Set task a: Decide whether each statement agrees with the passage on the Montreal mask ban: (i) the Montreal city council rejected the ban on masks; (ii) Louise Harel leads one of the city's opposition parties; (iii) a lawyer for the police said scarves worn against tear gas are not considered masks. Answer yes or no for each and quote the words from the passage that settle it.

------------------------

Update: While I was writing this post, the Montreal city council unsurprisingly passed the awful ban on masks. Kafka-esque question-begging of the day:
The leader of one of the city's opposition parties, Louise Harel, asked for clarification on whether scarves or bandanas worn by protesters protecting themselves against chemical irritants or tear gas would be included in the ban.

A lawyer for the police insisted those scarves are considered masks under the bylaw. The reasoning is, according to the lawyer, that if tear gas is being deployed, the demonstration has already been declared illegal.

------------------------

Set task b: Lay out the entries from the line with "[mask] raw burger patty -> every instance" through the end of the entries as a Markdown table with the columns Row and Line. Number each row and leave out blank lines.

Given information:
------------------------

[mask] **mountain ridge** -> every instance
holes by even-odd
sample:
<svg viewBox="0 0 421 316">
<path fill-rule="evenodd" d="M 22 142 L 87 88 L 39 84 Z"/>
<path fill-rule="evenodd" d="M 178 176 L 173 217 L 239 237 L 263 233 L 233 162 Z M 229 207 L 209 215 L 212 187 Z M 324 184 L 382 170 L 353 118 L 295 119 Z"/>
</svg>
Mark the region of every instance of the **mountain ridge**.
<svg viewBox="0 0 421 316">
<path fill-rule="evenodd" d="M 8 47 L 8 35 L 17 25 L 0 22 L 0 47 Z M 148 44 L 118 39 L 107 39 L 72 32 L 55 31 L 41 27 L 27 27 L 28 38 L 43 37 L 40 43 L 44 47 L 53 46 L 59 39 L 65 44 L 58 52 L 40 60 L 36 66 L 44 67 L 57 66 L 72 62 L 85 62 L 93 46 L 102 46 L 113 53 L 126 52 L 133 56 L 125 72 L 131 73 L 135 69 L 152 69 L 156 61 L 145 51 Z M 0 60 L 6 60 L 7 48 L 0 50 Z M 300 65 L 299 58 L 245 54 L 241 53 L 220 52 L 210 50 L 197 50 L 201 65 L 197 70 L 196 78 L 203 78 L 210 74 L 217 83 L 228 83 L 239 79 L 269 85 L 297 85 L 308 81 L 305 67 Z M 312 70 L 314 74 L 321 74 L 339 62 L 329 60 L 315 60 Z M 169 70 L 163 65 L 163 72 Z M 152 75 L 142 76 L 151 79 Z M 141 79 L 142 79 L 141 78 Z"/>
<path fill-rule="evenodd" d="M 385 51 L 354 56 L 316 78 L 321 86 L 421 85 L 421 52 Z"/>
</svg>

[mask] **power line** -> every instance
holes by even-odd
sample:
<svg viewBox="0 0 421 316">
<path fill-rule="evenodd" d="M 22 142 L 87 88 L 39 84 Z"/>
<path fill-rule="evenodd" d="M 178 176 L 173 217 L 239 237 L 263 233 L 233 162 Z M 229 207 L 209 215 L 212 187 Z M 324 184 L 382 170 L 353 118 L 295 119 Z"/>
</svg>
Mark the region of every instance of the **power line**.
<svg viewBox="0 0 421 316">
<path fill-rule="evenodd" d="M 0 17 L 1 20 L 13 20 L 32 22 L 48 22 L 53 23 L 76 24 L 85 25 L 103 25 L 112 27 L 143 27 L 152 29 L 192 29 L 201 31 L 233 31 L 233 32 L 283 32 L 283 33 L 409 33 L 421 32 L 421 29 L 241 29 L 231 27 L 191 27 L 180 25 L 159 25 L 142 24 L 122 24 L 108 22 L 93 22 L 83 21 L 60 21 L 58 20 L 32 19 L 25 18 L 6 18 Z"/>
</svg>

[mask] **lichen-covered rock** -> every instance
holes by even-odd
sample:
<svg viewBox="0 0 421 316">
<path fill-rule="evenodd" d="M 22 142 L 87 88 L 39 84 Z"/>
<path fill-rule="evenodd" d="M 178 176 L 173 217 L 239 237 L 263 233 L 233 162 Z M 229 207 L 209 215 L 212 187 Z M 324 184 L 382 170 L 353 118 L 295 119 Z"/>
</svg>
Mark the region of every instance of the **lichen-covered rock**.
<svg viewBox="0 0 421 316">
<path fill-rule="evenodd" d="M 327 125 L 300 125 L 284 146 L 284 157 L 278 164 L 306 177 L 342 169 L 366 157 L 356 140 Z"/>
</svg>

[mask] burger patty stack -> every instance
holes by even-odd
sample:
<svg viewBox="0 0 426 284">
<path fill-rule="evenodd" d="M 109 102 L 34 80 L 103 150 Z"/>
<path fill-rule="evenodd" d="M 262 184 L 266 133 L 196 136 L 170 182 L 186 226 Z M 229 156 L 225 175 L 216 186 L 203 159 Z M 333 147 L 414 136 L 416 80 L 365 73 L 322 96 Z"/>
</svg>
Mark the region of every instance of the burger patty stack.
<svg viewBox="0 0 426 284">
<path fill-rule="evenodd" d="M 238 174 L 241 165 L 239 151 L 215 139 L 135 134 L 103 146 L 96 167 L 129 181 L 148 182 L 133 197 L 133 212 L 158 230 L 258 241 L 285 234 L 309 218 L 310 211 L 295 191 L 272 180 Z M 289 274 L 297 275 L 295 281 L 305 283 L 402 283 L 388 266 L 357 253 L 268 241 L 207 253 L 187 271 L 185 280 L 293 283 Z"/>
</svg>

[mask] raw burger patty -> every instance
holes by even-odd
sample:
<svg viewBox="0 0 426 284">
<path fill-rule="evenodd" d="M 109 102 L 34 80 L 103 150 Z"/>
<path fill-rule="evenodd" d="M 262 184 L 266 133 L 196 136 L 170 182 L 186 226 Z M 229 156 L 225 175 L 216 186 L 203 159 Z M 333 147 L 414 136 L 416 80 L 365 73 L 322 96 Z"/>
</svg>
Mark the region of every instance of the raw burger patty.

------------------------

Written answer a:
(i) No: "the Montreal city council unsurprisingly passed the awful ban on masks."
(ii) Yes: "The leader of one of the city's opposition parties, Louise Harel"
(iii) No: "A lawyer for the police insisted those scarves are considered masks under the bylaw."

Written answer b:
| Row | Line |
|---|---|
| 1 | [mask] raw burger patty -> every instance |
| 2 | holes by even-odd |
| 3 | sample: |
| 4 | <svg viewBox="0 0 426 284"> |
| 5 | <path fill-rule="evenodd" d="M 109 102 L 34 80 L 103 150 Z"/> |
| 6 | <path fill-rule="evenodd" d="M 262 184 L 266 133 L 196 136 L 170 182 L 186 226 Z M 229 156 L 225 175 L 216 186 L 203 159 Z M 333 147 L 414 136 L 416 80 L 365 73 L 322 96 Z"/> |
| 7 | </svg> |
| 8 | Mark the region of every instance of the raw burger patty. |